== DATA EXTRACT

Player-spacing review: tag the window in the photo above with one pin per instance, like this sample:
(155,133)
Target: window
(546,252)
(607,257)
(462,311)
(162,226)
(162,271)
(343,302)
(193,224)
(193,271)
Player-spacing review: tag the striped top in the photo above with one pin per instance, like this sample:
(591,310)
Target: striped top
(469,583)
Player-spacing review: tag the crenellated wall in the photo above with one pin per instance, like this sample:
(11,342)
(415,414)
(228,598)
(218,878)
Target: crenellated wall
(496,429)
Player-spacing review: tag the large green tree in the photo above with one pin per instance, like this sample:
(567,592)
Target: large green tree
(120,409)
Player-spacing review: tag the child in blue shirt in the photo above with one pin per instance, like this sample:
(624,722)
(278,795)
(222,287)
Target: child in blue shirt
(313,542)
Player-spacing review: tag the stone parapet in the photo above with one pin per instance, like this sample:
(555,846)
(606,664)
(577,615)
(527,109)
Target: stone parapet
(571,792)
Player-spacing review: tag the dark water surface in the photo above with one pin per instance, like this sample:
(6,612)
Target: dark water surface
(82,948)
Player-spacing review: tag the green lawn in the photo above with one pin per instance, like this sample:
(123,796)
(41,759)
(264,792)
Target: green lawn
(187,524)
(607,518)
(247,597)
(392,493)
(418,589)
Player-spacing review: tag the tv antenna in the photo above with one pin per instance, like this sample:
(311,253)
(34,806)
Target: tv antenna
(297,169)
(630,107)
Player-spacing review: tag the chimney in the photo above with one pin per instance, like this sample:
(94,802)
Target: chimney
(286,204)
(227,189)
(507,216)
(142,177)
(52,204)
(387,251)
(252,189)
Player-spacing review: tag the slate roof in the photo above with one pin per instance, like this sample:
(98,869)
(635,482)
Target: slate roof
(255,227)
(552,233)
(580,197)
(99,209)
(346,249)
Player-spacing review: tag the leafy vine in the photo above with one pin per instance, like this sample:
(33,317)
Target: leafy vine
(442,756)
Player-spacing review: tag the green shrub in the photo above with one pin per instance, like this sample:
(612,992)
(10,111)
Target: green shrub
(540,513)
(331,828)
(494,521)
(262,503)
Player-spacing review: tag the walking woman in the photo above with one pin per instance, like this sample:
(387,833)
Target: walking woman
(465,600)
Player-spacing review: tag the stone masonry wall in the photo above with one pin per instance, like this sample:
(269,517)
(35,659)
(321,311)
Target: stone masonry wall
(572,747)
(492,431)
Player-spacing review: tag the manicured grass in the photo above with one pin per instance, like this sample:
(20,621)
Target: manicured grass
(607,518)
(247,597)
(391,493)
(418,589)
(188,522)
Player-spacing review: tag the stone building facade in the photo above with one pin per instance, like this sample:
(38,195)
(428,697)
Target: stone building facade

====

= SHORT EXERCISE =
Retype the entries exactly, including every line.

= SOLVED EXERCISE =
Player-spacing review: tag the window in the photo above with one pin per instance, like this sample:
(155,133)
Target: window
(546,252)
(607,257)
(462,311)
(162,226)
(162,271)
(343,302)
(193,224)
(193,271)
Player-spacing review: tag the striped top in the photo above with one pin per instance, like this sample:
(591,310)
Target: striped top
(469,583)
Player-spacing review: tag the crenellated wall in the photo above with one pin per instance, like this sample:
(11,342)
(415,414)
(228,598)
(218,878)
Target: crenellated wall
(496,429)
Player-spacing review: tag the large green tree in the photo above with one pin per instance, like this sample:
(567,592)
Target: large green tree
(120,409)
Player-spacing review: tag the child in blue shirt in the photo above with one pin per instance, like this sample:
(624,722)
(278,795)
(222,287)
Target: child in blue shirt
(313,542)
Player-spacing review: tag the stone parapet in the photo above with one pin per instance, like this sample:
(555,846)
(606,664)
(577,615)
(527,109)
Target: stone parapet
(571,792)
Player-spacing review: tag the dark water surface in the photo above with one pin per instance, like this sample:
(6,612)
Target: dark water surface
(82,948)
Player-spacing review: tag the green lawn in the photo above with one pin per instance, like this sample:
(123,796)
(41,759)
(264,792)
Target: green lawn
(187,524)
(607,518)
(247,597)
(392,493)
(418,589)
Player-spacing review: tag the tv antenna in the photo above with one pin per instance, like this sample:
(311,253)
(34,806)
Target: tv antenna
(297,169)
(630,107)
Player-spacing review: tag the chimney in the photo above with one pin per instance, like this sample:
(94,802)
Target: chimney
(286,204)
(227,189)
(507,216)
(142,177)
(52,204)
(387,251)
(252,189)
Player-spacing review: tag the slate roof in the photo above with one pin per instance, like this sample:
(98,869)
(635,482)
Target: slate roof
(255,227)
(552,233)
(580,197)
(99,209)
(346,249)
Player-spacing review: tag the leafy vine in the photo above with one pin per instance, like this sample:
(33,317)
Target: leafy vine
(442,756)
Player-spacing review: tag the green shrub in the photo above with one pin per instance, like this sample:
(612,992)
(10,111)
Target: green shrub
(540,513)
(331,828)
(494,521)
(262,503)
Player-spacing review: tag the walking woman in the photo above with one pin per instance, like this sample:
(387,833)
Target: walking woman
(465,600)
Player-spacing review: tag the stone masonry wall in the photo above with one pin per instance, like this sample:
(269,517)
(35,659)
(321,311)
Target: stone masonry wall
(572,747)
(492,431)
Player-spacing review: tag the manicured grass in the photo above with one pin per instance, like this sample:
(20,621)
Target: manicured grass
(607,518)
(247,597)
(391,493)
(418,589)
(188,522)
Player-spacing review: tag the stone building facade in the photo above with one pin per instance, like this sample:
(38,195)
(428,697)
Target: stone building facade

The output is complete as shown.